- [Challenge A]: From the rows below, pull out every line that contains the string "slab", matching case exactly.

- [Passage provided]:

Commentary

Reforming Portland city government is now an all-or-nothing gamble

Efforts to change how Portland is governed involve a risky hope voters will buy a big package

June 17, 2022 5:30 am
Oregon Public Health Division

Portland voters in November face a long ballot measure that would reform city government. (Oregon Health Authority)

“I am large, I contain multitudes.” – Walt Whitman, Song of Myself

Portland’s Charter Commission finalized its expansive reform effort this week with an epic-length ballot measure that contains multitudes. How it plays with Portlanders is now the question.

In a single measure, Portland voters in November will be asked to diminish the role of the mayor, give day-to-day direction of the city to an appointed administrator, expand the size and representation of the city council and change the timing and method of the city’s elections.

Offering such a multitude of changes to the voters is a rarity in Oregon.

At the state level, citizen initiatives are barred from amending more than one section of the state Constitution in a single measure. Multiple amendments are considered a “revision” of the Constitution, which requires a two-thirds vote of both houses of the Legislature to advance to the ballot in a single package.

Possible legal challenge

Given that background, it’s possible that the Portland measure will face a legal challenge. But Portland’s Charter Commission has unique authority. And, it can be argued that its 17-3 vote in favor of a single measure not only meets the city charter’s requirement for sending amendments to the voters but is parallel in its construction to the supermajority needed for proposing revisions of the state Constitution.

So, I think the issue isn’t a legal one. It’s a political one – actually two political issues, one of best practice and the other of best strategy.

Paul Gronke, Paul Manson and Jay Lee argue for the charter.
The first relates to the propriety of offering Portlanders only an all-or-nothing vote on these reforms. Voters will, for good reasons, have different opinions on each of the measure’s many changes, as I explained in an earlier column.

- [Records for the task]:
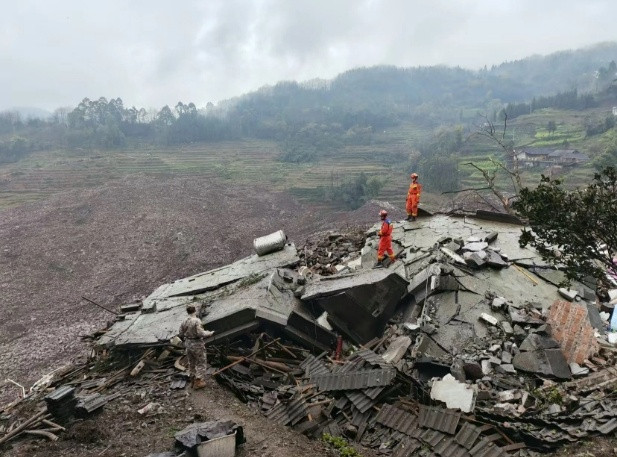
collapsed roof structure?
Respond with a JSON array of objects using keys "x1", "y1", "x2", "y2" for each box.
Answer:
[{"x1": 6, "y1": 215, "x2": 617, "y2": 457}]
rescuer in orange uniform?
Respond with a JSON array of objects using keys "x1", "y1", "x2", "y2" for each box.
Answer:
[
  {"x1": 406, "y1": 173, "x2": 422, "y2": 221},
  {"x1": 377, "y1": 209, "x2": 396, "y2": 266}
]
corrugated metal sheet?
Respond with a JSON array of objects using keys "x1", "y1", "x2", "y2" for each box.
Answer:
[
  {"x1": 169, "y1": 379, "x2": 186, "y2": 390},
  {"x1": 351, "y1": 349, "x2": 390, "y2": 368},
  {"x1": 469, "y1": 438, "x2": 507, "y2": 457},
  {"x1": 300, "y1": 355, "x2": 330, "y2": 378},
  {"x1": 345, "y1": 387, "x2": 384, "y2": 413},
  {"x1": 454, "y1": 422, "x2": 481, "y2": 449},
  {"x1": 75, "y1": 393, "x2": 109, "y2": 415},
  {"x1": 596, "y1": 418, "x2": 617, "y2": 435},
  {"x1": 362, "y1": 387, "x2": 386, "y2": 398},
  {"x1": 311, "y1": 368, "x2": 396, "y2": 391},
  {"x1": 45, "y1": 386, "x2": 75, "y2": 402},
  {"x1": 419, "y1": 405, "x2": 461, "y2": 435},
  {"x1": 332, "y1": 359, "x2": 366, "y2": 373},
  {"x1": 562, "y1": 367, "x2": 617, "y2": 392},
  {"x1": 375, "y1": 404, "x2": 418, "y2": 436},
  {"x1": 392, "y1": 438, "x2": 422, "y2": 457},
  {"x1": 334, "y1": 397, "x2": 349, "y2": 409},
  {"x1": 433, "y1": 438, "x2": 470, "y2": 457},
  {"x1": 266, "y1": 395, "x2": 308, "y2": 425},
  {"x1": 351, "y1": 408, "x2": 371, "y2": 428},
  {"x1": 420, "y1": 430, "x2": 446, "y2": 449}
]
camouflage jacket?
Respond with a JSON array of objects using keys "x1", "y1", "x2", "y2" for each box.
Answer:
[{"x1": 179, "y1": 316, "x2": 214, "y2": 340}]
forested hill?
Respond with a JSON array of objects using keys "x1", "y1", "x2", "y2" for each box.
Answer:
[
  {"x1": 0, "y1": 43, "x2": 617, "y2": 162},
  {"x1": 230, "y1": 43, "x2": 617, "y2": 126}
]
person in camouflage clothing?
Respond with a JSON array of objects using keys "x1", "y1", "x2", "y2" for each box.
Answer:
[{"x1": 178, "y1": 305, "x2": 214, "y2": 389}]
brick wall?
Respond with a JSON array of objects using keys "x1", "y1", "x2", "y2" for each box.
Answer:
[{"x1": 547, "y1": 300, "x2": 599, "y2": 364}]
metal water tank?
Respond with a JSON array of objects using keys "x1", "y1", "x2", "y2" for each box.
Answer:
[{"x1": 253, "y1": 230, "x2": 287, "y2": 256}]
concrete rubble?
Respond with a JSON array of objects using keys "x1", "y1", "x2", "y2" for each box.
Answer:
[
  {"x1": 92, "y1": 215, "x2": 617, "y2": 455},
  {"x1": 4, "y1": 214, "x2": 617, "y2": 456}
]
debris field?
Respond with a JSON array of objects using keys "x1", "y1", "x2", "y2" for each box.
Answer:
[{"x1": 0, "y1": 211, "x2": 617, "y2": 457}]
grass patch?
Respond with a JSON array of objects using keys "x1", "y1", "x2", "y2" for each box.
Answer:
[{"x1": 321, "y1": 433, "x2": 362, "y2": 457}]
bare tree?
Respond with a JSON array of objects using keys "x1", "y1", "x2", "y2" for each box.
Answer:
[{"x1": 459, "y1": 114, "x2": 523, "y2": 214}]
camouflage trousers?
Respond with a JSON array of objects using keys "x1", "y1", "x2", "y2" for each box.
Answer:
[{"x1": 184, "y1": 340, "x2": 208, "y2": 379}]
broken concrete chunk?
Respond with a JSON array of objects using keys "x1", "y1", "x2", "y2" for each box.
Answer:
[
  {"x1": 463, "y1": 362, "x2": 486, "y2": 381},
  {"x1": 570, "y1": 362, "x2": 589, "y2": 378},
  {"x1": 559, "y1": 287, "x2": 578, "y2": 301},
  {"x1": 431, "y1": 374, "x2": 476, "y2": 413},
  {"x1": 497, "y1": 389, "x2": 522, "y2": 402},
  {"x1": 381, "y1": 336, "x2": 411, "y2": 363},
  {"x1": 302, "y1": 269, "x2": 408, "y2": 344},
  {"x1": 431, "y1": 275, "x2": 459, "y2": 291},
  {"x1": 443, "y1": 241, "x2": 461, "y2": 252},
  {"x1": 495, "y1": 363, "x2": 516, "y2": 374},
  {"x1": 440, "y1": 247, "x2": 466, "y2": 265},
  {"x1": 499, "y1": 321, "x2": 514, "y2": 335},
  {"x1": 174, "y1": 421, "x2": 244, "y2": 450},
  {"x1": 491, "y1": 297, "x2": 506, "y2": 310},
  {"x1": 480, "y1": 313, "x2": 499, "y2": 325},
  {"x1": 463, "y1": 241, "x2": 488, "y2": 252},
  {"x1": 519, "y1": 333, "x2": 559, "y2": 351},
  {"x1": 485, "y1": 250, "x2": 508, "y2": 268},
  {"x1": 463, "y1": 251, "x2": 486, "y2": 268},
  {"x1": 317, "y1": 311, "x2": 333, "y2": 331},
  {"x1": 513, "y1": 349, "x2": 572, "y2": 379}
]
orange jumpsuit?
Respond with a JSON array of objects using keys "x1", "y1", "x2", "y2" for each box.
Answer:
[
  {"x1": 405, "y1": 182, "x2": 422, "y2": 217},
  {"x1": 377, "y1": 219, "x2": 394, "y2": 261}
]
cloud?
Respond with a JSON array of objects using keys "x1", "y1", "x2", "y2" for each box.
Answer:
[{"x1": 0, "y1": 0, "x2": 617, "y2": 109}]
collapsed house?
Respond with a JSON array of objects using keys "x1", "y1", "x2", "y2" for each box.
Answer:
[{"x1": 1, "y1": 215, "x2": 617, "y2": 457}]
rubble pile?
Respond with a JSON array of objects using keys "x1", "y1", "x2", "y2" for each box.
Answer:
[
  {"x1": 298, "y1": 230, "x2": 366, "y2": 276},
  {"x1": 3, "y1": 215, "x2": 617, "y2": 457}
]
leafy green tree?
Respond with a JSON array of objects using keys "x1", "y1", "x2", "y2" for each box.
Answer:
[{"x1": 514, "y1": 167, "x2": 617, "y2": 280}]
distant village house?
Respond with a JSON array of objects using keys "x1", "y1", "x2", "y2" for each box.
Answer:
[{"x1": 514, "y1": 148, "x2": 589, "y2": 167}]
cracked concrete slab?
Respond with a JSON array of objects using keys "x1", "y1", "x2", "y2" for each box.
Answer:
[
  {"x1": 301, "y1": 269, "x2": 408, "y2": 344},
  {"x1": 157, "y1": 243, "x2": 300, "y2": 297}
]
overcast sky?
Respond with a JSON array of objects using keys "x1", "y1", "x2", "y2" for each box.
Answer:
[{"x1": 0, "y1": 0, "x2": 617, "y2": 110}]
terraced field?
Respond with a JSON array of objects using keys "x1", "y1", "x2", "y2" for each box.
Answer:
[{"x1": 0, "y1": 126, "x2": 438, "y2": 209}]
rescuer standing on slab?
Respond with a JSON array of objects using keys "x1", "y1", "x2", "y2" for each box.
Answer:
[
  {"x1": 376, "y1": 209, "x2": 396, "y2": 267},
  {"x1": 406, "y1": 173, "x2": 422, "y2": 221},
  {"x1": 178, "y1": 305, "x2": 214, "y2": 389}
]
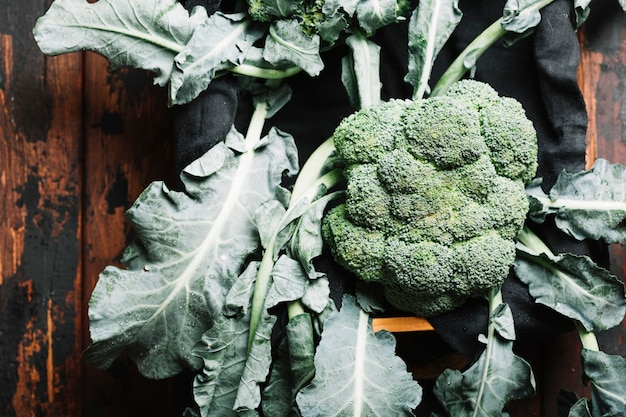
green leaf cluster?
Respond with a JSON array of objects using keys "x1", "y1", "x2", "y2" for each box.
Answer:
[{"x1": 34, "y1": 0, "x2": 626, "y2": 417}]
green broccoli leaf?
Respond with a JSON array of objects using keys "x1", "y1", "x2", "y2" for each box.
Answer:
[
  {"x1": 514, "y1": 231, "x2": 626, "y2": 331},
  {"x1": 356, "y1": 0, "x2": 399, "y2": 34},
  {"x1": 526, "y1": 158, "x2": 626, "y2": 243},
  {"x1": 193, "y1": 256, "x2": 313, "y2": 417},
  {"x1": 404, "y1": 0, "x2": 463, "y2": 98},
  {"x1": 263, "y1": 20, "x2": 324, "y2": 77},
  {"x1": 297, "y1": 295, "x2": 421, "y2": 417},
  {"x1": 502, "y1": 0, "x2": 551, "y2": 33},
  {"x1": 192, "y1": 262, "x2": 258, "y2": 417},
  {"x1": 582, "y1": 349, "x2": 626, "y2": 417},
  {"x1": 261, "y1": 338, "x2": 300, "y2": 417},
  {"x1": 33, "y1": 0, "x2": 199, "y2": 86},
  {"x1": 434, "y1": 303, "x2": 535, "y2": 417},
  {"x1": 85, "y1": 126, "x2": 297, "y2": 378},
  {"x1": 169, "y1": 12, "x2": 263, "y2": 104}
]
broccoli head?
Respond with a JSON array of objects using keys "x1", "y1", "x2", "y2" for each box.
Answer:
[{"x1": 322, "y1": 80, "x2": 537, "y2": 317}]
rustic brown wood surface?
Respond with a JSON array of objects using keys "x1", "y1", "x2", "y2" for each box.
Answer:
[{"x1": 0, "y1": 0, "x2": 626, "y2": 417}]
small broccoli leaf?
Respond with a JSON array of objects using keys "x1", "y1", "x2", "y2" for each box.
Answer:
[
  {"x1": 169, "y1": 12, "x2": 263, "y2": 104},
  {"x1": 262, "y1": 313, "x2": 315, "y2": 417},
  {"x1": 404, "y1": 0, "x2": 463, "y2": 98},
  {"x1": 193, "y1": 308, "x2": 250, "y2": 417},
  {"x1": 34, "y1": 0, "x2": 202, "y2": 86},
  {"x1": 502, "y1": 0, "x2": 546, "y2": 33},
  {"x1": 434, "y1": 304, "x2": 535, "y2": 417},
  {"x1": 235, "y1": 255, "x2": 308, "y2": 410},
  {"x1": 300, "y1": 276, "x2": 330, "y2": 313},
  {"x1": 582, "y1": 349, "x2": 626, "y2": 416},
  {"x1": 263, "y1": 20, "x2": 324, "y2": 76},
  {"x1": 288, "y1": 190, "x2": 343, "y2": 279},
  {"x1": 297, "y1": 295, "x2": 421, "y2": 417},
  {"x1": 261, "y1": 338, "x2": 300, "y2": 417},
  {"x1": 527, "y1": 158, "x2": 626, "y2": 243},
  {"x1": 85, "y1": 126, "x2": 295, "y2": 378},
  {"x1": 514, "y1": 249, "x2": 626, "y2": 331},
  {"x1": 356, "y1": 0, "x2": 398, "y2": 34},
  {"x1": 574, "y1": 0, "x2": 588, "y2": 27}
]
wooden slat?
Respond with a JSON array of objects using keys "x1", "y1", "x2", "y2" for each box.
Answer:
[
  {"x1": 82, "y1": 53, "x2": 191, "y2": 417},
  {"x1": 0, "y1": 29, "x2": 82, "y2": 417},
  {"x1": 372, "y1": 317, "x2": 434, "y2": 333}
]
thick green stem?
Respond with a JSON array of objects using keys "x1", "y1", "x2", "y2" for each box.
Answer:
[
  {"x1": 229, "y1": 62, "x2": 302, "y2": 80},
  {"x1": 574, "y1": 320, "x2": 600, "y2": 352},
  {"x1": 248, "y1": 169, "x2": 343, "y2": 351},
  {"x1": 472, "y1": 287, "x2": 503, "y2": 417},
  {"x1": 430, "y1": 0, "x2": 554, "y2": 96},
  {"x1": 430, "y1": 18, "x2": 506, "y2": 96}
]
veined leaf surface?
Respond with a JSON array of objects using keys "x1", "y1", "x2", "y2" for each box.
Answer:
[
  {"x1": 34, "y1": 0, "x2": 200, "y2": 86},
  {"x1": 526, "y1": 158, "x2": 626, "y2": 243},
  {"x1": 86, "y1": 130, "x2": 297, "y2": 378},
  {"x1": 297, "y1": 296, "x2": 422, "y2": 417}
]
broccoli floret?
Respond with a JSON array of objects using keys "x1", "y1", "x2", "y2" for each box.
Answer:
[
  {"x1": 333, "y1": 100, "x2": 407, "y2": 164},
  {"x1": 322, "y1": 204, "x2": 386, "y2": 281},
  {"x1": 446, "y1": 80, "x2": 537, "y2": 183},
  {"x1": 247, "y1": 0, "x2": 325, "y2": 36},
  {"x1": 323, "y1": 81, "x2": 537, "y2": 317}
]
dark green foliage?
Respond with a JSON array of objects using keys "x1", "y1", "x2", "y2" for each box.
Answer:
[{"x1": 324, "y1": 81, "x2": 537, "y2": 317}]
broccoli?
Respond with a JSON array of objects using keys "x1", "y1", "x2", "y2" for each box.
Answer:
[
  {"x1": 247, "y1": 0, "x2": 325, "y2": 36},
  {"x1": 247, "y1": 0, "x2": 413, "y2": 40},
  {"x1": 322, "y1": 80, "x2": 537, "y2": 317}
]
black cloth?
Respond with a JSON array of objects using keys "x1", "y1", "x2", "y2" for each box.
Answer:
[{"x1": 174, "y1": 0, "x2": 605, "y2": 356}]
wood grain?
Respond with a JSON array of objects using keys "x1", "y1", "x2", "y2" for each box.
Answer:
[{"x1": 0, "y1": 0, "x2": 626, "y2": 417}]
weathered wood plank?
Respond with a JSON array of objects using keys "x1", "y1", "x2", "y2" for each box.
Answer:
[
  {"x1": 0, "y1": 26, "x2": 82, "y2": 417},
  {"x1": 583, "y1": 2, "x2": 626, "y2": 356}
]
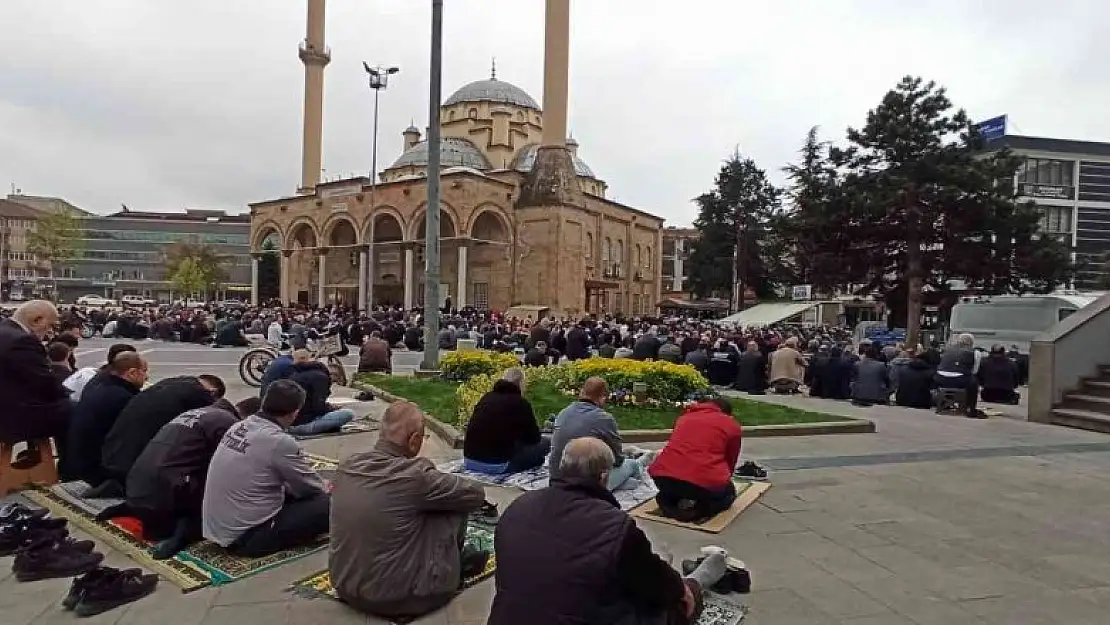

- [Challenge B]: Continue the Portland charter reform commentary from the point where it stops.

- [Task answer A]:
cracked concrete slab?
rescuer standing on slab?

- [Task answer B]:
A good government approach to enacting this diversity of reforms would offer the city’s voters at least three separate options: the mayor/administrator changes, the city council changes, and the changes to city elections.

Each of these reforms is a big deal. But each could stand on its own or work in combination with another. So why combine them?

The answer gets to strategy. The commission felt that its more popular proposals will help carry the less popular ones over the finish line.

But, in my experience with ballot measures, I’ve found that voters tend to vote more on the basis of what they don’t like than of what they do like. And, when cross-pressured to decide how to reconcile the two, they’ll tend to vote no.

City not working

So, the commission is undertaking a risky approach to reform with its all-or-nothing package, even at a time when most voters in Portland realize their city isn’t working well any more.

Finally, I was surprised to learn that the commission thinks its most popular reform will be the shift to ranked choice voting in city elections, where voters get to vote for more than one candidate in order of preference.

Apparently, that sounds cool to Portlanders. But what the commission proposes is not what’s in place in cities like New York and in Oregon’s own Benton County, where the ranking of candidates is designed to produce one majority winner. Instead, with ranked choice voting in multi-member districts in Portland, the winners will emerge with 40%, 30% or even 25% support. And, in the polling I’ve seen, the proposal now embraced by the commission was never presented in this fashion in its surveys.

So, we don’t yet know what Portlanders think of shifting from a system in which all council members are elected by a majority of voters citywide to one in which few if any council members will command majority support even within their districts.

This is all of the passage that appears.